Aim of the exercise - All of the data below should be copied exactly as it stands.

Entries shown -
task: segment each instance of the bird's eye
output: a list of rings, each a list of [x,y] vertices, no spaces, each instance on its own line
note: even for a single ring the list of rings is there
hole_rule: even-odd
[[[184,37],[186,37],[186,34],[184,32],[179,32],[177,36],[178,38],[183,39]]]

Answer area -
task: segment each instance of the bird's eye
output: a list of rings, each a list of [x,y] vertices, no spaces, each instance on its own line
note: even for a single ring the list of rings is there
hole_rule: even-odd
[[[184,37],[186,37],[186,34],[184,32],[179,32],[177,36],[178,38],[183,39]]]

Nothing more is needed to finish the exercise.